- Brief
Translate this sentence from the text on the MBA e-commerce course into Spanish: "The students' work for companies is a requirement of a graduate-level course in e-commerce (MGS 659) offered through the UB School of Management's MBA program."

- Text section
···
MGS 659 E-Commerce MBA class by Prof. H.Raghav Rao

School of Management, SUNY Buffalo

School of Management


Working with actual companies such as Rich Products, Delaware North Co., Town of Amherst, or Independent Health, and representatives from EDS/HP, teams of University at Buffalo MBA students have been developing e-commerce applications designed to streamline the company’s online services and generate cost-savings for operations.


The students' work for companies is a requirement of a graduate-level course in e-commerce (MGS 659) offered through the UB School of Management's MBA program. The course has resulted in projects that deal with e-business solutions ranging from managing and tracking product recalls, the technological possibilities of a remote workforce, lower-cost alternatives for search engine marketing services, a supply management price matrix, to security authentication.


Companies’ representatives are pleased with students’ performances. For instance, the Delaware North representatives were impressed with the outcomes of the students’ projects. “The students were exposed to our real world e-commerce needs,” explains Kelli Schimpfhauser, eBusiness manager of Delaware North1). Robert Hoover, Chief information officer of Independent Health also said, “We didn’t know what to expect when we began this project, but we were very impressed at the students’ ability to quickly understand our business and recommend credible e-commerce solutions to meet out needs2).” "The Town of Amherst got insight on how to take advantage of several opportunities provided by e-government, and the students get significant real-world business experience," adds Dennis Shumaker, a client-delivery executive at EDS/HP who coordinated the company's participation3). “ The final presentations were very well prepared,” Nick Beaver, VP of sales and marketing at Caplugs, a manufacturer of premium protection products, said4). In practice, “MBA students were essentially a research arm for our firm” said Paul J. Eusanio, Vice president of HealthTransaction Network5). Fisher-Price’s Madurai, Director of Enterprise Architecture, concurs - “I was impressed by the diversity of the proposals presented,” he says. “It was interesting to observe that some of the ideas and projects the students proposed were already in the works at Fisher-Price"6).
···
- Data rows
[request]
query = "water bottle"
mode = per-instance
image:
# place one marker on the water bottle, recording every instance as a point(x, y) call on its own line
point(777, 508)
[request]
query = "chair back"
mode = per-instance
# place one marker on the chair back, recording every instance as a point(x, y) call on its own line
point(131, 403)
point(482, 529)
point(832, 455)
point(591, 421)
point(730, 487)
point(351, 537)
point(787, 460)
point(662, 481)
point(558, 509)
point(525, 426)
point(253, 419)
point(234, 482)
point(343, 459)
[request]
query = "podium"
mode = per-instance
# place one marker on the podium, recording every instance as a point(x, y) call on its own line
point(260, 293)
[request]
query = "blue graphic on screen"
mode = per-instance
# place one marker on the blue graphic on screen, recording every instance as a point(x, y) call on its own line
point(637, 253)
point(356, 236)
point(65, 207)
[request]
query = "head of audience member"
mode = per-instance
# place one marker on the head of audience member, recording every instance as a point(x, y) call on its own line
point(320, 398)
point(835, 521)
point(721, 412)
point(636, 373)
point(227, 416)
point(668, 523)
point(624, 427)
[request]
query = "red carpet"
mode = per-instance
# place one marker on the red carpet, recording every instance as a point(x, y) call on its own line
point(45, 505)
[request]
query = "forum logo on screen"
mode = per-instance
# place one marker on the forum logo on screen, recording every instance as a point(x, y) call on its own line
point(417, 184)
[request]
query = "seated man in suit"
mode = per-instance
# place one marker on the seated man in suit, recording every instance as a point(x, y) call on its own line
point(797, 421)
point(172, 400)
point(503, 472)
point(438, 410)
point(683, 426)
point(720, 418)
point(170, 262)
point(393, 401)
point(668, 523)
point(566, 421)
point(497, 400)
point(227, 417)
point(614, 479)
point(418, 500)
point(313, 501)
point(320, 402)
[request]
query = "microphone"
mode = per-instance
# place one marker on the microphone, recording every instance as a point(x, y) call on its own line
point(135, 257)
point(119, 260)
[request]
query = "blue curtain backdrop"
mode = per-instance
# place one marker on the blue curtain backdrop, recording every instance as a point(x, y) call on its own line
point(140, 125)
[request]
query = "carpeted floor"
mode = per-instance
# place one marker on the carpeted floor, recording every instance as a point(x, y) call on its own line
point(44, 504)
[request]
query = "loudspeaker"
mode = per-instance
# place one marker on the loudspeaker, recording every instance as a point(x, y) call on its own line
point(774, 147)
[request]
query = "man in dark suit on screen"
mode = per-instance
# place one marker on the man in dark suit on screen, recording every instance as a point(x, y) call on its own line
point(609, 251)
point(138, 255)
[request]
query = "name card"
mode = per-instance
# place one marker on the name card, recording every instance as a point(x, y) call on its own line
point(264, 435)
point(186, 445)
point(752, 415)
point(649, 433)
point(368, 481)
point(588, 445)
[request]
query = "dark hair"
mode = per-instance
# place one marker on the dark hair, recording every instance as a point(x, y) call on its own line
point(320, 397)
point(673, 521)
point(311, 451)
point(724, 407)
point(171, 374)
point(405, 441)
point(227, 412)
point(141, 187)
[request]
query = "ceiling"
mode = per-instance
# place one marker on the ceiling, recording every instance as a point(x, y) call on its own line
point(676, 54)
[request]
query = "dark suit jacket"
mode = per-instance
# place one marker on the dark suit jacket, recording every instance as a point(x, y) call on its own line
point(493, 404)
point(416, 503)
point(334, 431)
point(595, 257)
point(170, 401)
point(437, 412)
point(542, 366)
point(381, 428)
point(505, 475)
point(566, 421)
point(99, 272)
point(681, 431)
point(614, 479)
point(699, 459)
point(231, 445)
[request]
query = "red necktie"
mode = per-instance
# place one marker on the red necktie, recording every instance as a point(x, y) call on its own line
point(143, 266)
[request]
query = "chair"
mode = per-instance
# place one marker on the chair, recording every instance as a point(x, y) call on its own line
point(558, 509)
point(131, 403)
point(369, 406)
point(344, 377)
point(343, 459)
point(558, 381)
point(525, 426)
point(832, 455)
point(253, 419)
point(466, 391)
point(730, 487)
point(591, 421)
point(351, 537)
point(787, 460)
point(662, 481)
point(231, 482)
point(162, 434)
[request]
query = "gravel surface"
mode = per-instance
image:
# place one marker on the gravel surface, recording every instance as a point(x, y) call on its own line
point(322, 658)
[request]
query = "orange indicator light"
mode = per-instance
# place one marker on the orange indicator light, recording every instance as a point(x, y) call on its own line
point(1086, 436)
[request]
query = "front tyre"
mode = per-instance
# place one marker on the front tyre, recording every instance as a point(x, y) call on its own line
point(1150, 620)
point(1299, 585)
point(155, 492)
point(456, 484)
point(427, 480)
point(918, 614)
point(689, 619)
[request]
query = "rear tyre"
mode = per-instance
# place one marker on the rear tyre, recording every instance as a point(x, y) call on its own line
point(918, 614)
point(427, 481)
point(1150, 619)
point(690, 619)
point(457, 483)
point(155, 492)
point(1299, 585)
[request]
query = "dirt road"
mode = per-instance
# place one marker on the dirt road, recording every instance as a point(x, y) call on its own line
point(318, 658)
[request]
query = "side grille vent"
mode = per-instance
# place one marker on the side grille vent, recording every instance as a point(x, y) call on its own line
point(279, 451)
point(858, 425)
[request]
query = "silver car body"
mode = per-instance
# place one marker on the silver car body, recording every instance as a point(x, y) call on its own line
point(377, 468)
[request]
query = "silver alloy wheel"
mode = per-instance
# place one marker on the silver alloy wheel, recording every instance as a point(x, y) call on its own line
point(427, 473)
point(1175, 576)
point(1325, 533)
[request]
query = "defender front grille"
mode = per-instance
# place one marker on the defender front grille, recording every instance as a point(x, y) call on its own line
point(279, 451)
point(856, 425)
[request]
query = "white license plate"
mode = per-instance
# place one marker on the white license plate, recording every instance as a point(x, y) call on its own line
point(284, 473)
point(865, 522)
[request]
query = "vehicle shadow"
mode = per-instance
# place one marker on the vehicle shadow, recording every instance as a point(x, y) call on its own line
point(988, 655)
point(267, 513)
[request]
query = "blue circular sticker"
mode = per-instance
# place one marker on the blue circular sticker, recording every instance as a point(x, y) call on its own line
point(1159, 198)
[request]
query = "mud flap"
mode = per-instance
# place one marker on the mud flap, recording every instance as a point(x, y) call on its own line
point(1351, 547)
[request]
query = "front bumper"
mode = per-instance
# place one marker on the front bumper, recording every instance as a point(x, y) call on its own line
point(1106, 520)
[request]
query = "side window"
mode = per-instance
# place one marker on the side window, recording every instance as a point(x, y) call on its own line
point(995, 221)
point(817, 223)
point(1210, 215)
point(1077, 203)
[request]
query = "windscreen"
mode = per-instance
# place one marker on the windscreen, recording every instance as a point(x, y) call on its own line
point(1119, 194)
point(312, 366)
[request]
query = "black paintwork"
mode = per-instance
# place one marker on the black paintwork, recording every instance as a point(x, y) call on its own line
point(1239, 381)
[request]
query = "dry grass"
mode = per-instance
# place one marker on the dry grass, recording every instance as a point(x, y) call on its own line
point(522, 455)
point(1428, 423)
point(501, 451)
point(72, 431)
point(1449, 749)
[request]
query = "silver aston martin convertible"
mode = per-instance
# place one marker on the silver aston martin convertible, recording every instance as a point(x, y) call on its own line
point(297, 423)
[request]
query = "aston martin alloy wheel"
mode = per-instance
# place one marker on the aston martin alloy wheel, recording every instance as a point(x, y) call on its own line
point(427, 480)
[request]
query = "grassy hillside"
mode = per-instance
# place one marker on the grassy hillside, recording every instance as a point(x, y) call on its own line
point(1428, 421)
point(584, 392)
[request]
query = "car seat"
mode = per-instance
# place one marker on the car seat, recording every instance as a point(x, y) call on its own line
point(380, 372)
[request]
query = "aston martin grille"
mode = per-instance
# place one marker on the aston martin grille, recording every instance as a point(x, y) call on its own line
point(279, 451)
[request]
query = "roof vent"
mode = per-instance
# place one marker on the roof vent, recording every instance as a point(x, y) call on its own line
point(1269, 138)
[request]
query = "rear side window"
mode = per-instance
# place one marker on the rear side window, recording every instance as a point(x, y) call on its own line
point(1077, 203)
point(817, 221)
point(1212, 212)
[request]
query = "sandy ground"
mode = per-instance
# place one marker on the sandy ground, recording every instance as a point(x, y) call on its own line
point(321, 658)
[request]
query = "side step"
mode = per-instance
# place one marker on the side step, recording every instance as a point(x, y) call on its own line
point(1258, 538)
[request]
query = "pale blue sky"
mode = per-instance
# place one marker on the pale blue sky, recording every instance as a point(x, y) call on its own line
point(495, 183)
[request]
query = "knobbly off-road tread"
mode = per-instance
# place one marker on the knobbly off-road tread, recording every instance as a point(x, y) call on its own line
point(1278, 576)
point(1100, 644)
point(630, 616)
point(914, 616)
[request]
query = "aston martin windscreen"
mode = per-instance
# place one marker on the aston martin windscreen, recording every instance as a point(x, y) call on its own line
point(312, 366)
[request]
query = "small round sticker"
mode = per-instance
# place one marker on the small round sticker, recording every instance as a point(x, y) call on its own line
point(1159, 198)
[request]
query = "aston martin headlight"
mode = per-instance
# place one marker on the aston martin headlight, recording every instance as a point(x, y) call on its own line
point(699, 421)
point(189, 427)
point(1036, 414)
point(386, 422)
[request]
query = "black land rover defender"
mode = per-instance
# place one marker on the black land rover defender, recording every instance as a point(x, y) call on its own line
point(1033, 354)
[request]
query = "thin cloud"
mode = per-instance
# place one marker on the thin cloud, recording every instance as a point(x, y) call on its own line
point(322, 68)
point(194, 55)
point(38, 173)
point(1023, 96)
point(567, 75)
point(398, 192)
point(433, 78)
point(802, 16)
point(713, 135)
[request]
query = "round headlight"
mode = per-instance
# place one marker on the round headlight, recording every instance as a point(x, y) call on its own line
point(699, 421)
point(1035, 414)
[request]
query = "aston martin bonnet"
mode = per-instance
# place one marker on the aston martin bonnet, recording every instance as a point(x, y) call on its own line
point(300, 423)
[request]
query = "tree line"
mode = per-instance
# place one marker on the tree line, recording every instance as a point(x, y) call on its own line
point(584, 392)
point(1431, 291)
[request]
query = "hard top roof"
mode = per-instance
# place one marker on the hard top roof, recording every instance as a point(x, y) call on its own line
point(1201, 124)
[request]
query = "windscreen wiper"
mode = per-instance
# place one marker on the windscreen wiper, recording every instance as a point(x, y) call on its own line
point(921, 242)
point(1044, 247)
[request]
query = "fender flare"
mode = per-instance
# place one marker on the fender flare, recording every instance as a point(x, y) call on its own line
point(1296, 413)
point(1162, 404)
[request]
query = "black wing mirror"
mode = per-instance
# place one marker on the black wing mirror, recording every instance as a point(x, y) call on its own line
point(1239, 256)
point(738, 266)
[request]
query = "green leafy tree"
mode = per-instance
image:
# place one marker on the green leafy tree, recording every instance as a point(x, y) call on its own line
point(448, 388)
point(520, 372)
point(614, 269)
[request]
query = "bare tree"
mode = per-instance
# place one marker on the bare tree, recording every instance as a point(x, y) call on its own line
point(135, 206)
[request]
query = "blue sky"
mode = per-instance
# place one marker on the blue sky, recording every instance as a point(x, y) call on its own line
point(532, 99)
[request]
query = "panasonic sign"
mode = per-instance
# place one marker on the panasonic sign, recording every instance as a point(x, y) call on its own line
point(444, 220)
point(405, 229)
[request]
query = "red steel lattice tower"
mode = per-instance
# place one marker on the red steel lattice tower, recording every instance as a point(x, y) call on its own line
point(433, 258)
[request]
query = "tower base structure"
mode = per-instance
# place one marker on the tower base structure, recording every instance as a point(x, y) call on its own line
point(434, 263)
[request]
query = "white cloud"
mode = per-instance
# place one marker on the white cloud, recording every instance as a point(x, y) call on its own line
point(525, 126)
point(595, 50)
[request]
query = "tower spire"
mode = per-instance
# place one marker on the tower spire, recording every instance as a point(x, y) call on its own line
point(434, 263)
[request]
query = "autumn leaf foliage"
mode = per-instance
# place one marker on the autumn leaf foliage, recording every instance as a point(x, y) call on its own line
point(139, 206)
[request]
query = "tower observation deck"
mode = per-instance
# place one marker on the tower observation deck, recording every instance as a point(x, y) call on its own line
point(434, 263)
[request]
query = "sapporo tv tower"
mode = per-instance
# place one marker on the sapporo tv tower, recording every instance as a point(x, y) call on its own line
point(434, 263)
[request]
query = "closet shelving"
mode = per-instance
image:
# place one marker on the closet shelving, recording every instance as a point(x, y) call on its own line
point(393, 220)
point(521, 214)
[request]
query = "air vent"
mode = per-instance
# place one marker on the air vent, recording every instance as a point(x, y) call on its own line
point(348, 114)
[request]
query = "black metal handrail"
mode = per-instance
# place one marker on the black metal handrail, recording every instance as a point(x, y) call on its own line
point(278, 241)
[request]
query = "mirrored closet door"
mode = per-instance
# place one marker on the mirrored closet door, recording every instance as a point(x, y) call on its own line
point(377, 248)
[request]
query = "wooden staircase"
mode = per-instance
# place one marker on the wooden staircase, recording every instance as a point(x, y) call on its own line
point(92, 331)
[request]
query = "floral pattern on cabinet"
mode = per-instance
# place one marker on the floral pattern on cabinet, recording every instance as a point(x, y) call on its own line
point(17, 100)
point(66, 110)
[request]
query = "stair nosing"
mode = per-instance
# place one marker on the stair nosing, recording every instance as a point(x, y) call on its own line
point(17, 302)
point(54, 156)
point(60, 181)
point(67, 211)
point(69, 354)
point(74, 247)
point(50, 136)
···
- Solution to this task
El trabajo de los estudiantes para las empresas es un requisito de un curso de posgrado sobre comercio electrónico (MGS 659) que se ofrece a través del programa de MBA de la School of Management de UB.